Task prompt » Only the records, repeated exactly, should make up the response.

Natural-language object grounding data
++++++++

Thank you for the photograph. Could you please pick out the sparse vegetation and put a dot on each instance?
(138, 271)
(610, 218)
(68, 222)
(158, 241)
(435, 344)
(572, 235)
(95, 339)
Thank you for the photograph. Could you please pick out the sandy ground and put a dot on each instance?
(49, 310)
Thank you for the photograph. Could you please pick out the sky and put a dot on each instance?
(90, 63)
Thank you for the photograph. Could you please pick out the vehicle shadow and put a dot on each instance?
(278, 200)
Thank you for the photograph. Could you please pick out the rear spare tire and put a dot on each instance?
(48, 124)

++++++++

Exercise answer »
Thank you for the photograph. Could you please pick out the sparse vegetation and put a dot on each instance?
(138, 271)
(610, 218)
(68, 222)
(158, 241)
(435, 344)
(572, 235)
(95, 339)
Thank you for the photograph. Could you please pick out the sandy ground and put a dot on each instance?
(49, 310)
Thank you for the photograph. Could you please pick out the sky and put a dot on each instance?
(90, 63)
Thank you for the photograph. Could you please pick out the vehicle shadow and put a dot on each instance?
(278, 200)
Thank you for the photograph. Could you please pick out the rear spare tire and put a dot on each instance?
(48, 124)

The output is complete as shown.